Brano fornito:
+--

Pd: capigruppo, segreteria, guerra e diritti. Schlein è già in affanno

Tra le nomine dei capigruppo e la nuova segreteria, Schlein cerca di non scontentare nessuno ma nel Pd c'è già malumore

di Paola Alagia
Elly Schlein PD
Politica

Pd, Elly Schlein: dalle piazze ai palazzi

Un conto è la piazza e un altro la vita politica nei palazzi. Se sul primo fronte, è evidente, la neosegretaria del Pd, Elly Schlein, non teme rivali ed è riuscita a mettere nell’angolo persino i Cinque stelle che proprio dal movimentismo e dai vaffa hanno tratto linfa vitale, in Parlamento la musica cambia. Non a caso qui, a neanche un mese dalla proclamazione nei gazebo, la nuova leader comincia a fare un po’ di fatica. Intanto sul fronte dell’organigramma, ancora in gran parte da completare. Manca, innanzitutto, la segreteria. Al momento, come conferma una autorevole fonte dem ad AffariItaliani, però, non c’è traccia di alcuna convocazione della direzione per sciogliere questo primo nodo.

+--

Richiesta scritta:
Prosegua l'articolo sulle prime difficoltà di Elly Schlein alla guida del Pd, riprendendo subito dopo l'ultima frase riportata.

+--

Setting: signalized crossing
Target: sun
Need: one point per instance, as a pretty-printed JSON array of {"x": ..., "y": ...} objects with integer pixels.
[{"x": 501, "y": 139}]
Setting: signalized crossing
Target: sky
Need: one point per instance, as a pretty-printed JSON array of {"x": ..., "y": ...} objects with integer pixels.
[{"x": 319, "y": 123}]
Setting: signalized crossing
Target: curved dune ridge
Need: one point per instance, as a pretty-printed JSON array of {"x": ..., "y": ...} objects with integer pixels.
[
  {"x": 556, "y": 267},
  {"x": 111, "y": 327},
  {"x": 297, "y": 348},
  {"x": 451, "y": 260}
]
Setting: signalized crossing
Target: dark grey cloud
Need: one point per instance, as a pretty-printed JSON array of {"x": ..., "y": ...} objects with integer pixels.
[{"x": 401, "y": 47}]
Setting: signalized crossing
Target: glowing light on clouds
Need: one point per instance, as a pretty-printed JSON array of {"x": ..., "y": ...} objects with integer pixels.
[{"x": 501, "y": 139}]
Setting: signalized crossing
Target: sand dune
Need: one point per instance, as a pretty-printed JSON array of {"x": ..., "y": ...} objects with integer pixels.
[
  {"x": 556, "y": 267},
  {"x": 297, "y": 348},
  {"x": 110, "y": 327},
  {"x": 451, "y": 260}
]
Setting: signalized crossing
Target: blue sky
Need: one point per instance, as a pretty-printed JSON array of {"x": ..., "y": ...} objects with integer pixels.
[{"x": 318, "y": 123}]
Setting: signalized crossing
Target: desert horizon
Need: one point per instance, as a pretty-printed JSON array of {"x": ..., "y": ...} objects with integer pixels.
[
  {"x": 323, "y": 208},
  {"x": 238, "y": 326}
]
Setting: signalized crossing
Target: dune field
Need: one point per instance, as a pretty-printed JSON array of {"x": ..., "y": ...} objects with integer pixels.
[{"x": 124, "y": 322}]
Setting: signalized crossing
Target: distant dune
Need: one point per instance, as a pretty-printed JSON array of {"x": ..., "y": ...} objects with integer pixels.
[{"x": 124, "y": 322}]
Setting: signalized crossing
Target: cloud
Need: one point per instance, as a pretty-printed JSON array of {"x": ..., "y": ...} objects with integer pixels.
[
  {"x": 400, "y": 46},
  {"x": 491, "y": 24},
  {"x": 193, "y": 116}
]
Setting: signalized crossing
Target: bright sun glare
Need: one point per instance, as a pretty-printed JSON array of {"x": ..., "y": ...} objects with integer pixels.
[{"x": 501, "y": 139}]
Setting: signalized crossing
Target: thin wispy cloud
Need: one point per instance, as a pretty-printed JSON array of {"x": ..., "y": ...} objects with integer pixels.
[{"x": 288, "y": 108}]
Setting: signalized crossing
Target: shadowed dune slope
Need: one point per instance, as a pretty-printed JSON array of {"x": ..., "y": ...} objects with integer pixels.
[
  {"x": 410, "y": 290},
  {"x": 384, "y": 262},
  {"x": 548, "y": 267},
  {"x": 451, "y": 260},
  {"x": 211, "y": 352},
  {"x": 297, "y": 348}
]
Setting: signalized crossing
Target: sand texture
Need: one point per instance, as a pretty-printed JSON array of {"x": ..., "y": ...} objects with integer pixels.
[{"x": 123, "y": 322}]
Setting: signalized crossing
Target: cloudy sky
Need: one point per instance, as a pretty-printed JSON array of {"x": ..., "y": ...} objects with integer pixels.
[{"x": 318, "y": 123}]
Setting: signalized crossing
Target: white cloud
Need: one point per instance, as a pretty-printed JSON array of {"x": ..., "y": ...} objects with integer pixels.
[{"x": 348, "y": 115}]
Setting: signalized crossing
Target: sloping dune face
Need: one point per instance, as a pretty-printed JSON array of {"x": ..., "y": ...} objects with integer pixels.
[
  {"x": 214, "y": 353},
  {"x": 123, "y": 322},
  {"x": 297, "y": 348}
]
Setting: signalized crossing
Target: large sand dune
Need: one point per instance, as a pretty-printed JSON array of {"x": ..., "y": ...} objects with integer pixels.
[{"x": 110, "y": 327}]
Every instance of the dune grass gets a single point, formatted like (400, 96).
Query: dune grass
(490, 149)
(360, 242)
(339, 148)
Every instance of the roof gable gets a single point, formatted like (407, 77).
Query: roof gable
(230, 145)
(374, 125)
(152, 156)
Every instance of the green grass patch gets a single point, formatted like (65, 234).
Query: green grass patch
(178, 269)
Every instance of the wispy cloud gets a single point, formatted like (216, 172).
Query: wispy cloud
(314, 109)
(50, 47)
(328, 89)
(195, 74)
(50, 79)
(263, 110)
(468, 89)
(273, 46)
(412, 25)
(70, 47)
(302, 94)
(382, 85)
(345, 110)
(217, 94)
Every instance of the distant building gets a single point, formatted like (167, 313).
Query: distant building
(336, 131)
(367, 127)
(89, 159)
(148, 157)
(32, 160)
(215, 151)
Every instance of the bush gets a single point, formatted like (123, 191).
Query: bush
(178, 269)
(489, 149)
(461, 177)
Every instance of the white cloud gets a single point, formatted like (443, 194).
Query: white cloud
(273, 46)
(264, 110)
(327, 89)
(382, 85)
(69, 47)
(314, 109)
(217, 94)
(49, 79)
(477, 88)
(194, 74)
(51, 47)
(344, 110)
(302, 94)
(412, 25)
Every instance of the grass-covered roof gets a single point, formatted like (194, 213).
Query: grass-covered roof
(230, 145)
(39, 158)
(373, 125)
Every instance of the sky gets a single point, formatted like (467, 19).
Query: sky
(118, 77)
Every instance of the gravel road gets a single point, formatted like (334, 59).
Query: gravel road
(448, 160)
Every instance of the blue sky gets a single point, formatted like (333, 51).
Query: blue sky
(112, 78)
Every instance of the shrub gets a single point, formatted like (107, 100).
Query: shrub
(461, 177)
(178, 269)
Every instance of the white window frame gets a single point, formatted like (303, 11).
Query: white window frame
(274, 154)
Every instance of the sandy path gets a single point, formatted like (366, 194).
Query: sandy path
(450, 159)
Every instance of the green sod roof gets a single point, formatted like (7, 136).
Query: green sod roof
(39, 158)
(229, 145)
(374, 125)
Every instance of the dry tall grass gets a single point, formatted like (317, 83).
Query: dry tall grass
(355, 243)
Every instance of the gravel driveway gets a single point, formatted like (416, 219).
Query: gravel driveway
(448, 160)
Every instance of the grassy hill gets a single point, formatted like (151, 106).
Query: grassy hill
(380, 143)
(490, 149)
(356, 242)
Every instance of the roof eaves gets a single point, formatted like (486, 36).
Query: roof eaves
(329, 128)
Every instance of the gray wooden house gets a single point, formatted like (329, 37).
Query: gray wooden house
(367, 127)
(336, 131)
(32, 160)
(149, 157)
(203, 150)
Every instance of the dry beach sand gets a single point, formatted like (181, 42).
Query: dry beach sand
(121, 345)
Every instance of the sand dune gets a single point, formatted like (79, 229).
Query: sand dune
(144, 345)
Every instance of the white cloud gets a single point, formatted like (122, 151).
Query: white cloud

+--

Risultato atteso:
E a seguire c’è da giocare per intero l’importante partita dei capigruppo di Montecitorio e Palazzo Madama, sulla quale per ora regna lo stallo. “E non è un problema secondario”, si sfogano col nostro giornale, “visto che da una salda guida dei gruppi discende pure una politica chiara”. Soprattutto, questo è il non detto, visto che a sedere in Aula sono eletti non scelti da Schlein. Antico problema che si ripropone sempre in casa Pd. Senza andare troppo lontano, ne sanno qualcosa gli ultimi segretari Enrico Letta e Nicola Zingaretti.

Motivo, quest’ultimo, per cui nella cerchia dei fedelissimi di Elly è forte il pressing perché “la segretaria faccia valere la vittoria della sua mozione”: “Se avesse vinto Bonaccini – argomenta un parlamentare vicino a Schlein – non si sarebbe fatto tutti questi problemi. Giustamente, c’è chi vince e c’è chi perde. Una vittoria avrà dunque un peso o no?”.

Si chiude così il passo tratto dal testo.